** Data for the task **
(begin)

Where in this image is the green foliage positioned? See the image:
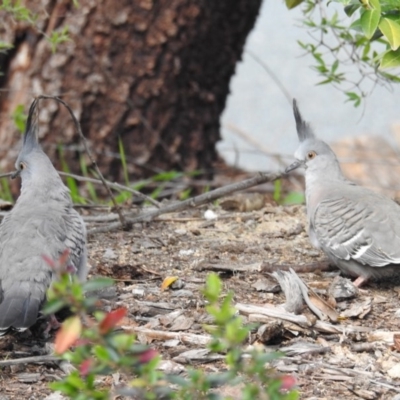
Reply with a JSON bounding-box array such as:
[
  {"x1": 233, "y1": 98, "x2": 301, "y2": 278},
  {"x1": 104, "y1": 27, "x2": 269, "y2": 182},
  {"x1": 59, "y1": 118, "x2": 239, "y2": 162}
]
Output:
[
  {"x1": 286, "y1": 0, "x2": 400, "y2": 107},
  {"x1": 0, "y1": 178, "x2": 14, "y2": 203},
  {"x1": 0, "y1": 0, "x2": 74, "y2": 53},
  {"x1": 0, "y1": 0, "x2": 37, "y2": 25},
  {"x1": 118, "y1": 137, "x2": 129, "y2": 185},
  {"x1": 11, "y1": 104, "x2": 27, "y2": 133},
  {"x1": 47, "y1": 25, "x2": 71, "y2": 54},
  {"x1": 45, "y1": 262, "x2": 298, "y2": 400}
]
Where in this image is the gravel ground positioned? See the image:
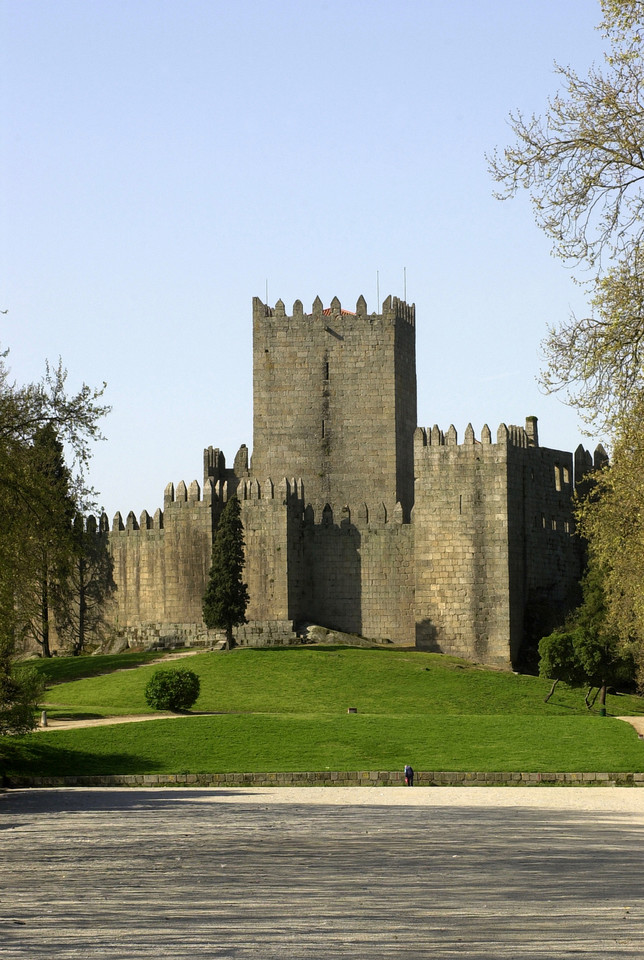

(end)

Put every line of the records above into a Markdown table with the columns Row and Line, numbering the rows and skipping blank lines. Leave the pictures out.

** Output of the exercise **
| Row | Line |
|---|---|
| 1 | Where in this image is the green foliage positioned? See the image: |
| 2 | Reply with a JSON bounding-box array such as: |
| 3 | [ |
| 4 |   {"x1": 233, "y1": 98, "x2": 301, "y2": 278}, |
| 5 |   {"x1": 104, "y1": 27, "x2": 269, "y2": 182}, |
| 6 |   {"x1": 59, "y1": 118, "x2": 239, "y2": 162} |
| 7 | ] |
| 8 | Output: |
| 9 | [ |
| 10 |   {"x1": 286, "y1": 0, "x2": 400, "y2": 107}, |
| 11 |   {"x1": 0, "y1": 178, "x2": 14, "y2": 203}, |
| 12 |   {"x1": 0, "y1": 0, "x2": 74, "y2": 53}, |
| 13 |   {"x1": 0, "y1": 0, "x2": 37, "y2": 25}, |
| 14 |   {"x1": 118, "y1": 137, "x2": 129, "y2": 185}, |
| 15 |   {"x1": 11, "y1": 104, "x2": 27, "y2": 133}, |
| 16 |   {"x1": 47, "y1": 25, "x2": 71, "y2": 54}, |
| 17 |   {"x1": 45, "y1": 262, "x2": 298, "y2": 400} |
| 18 | ] |
| 19 | Where in this image is the gravel ground positioned? See the image: |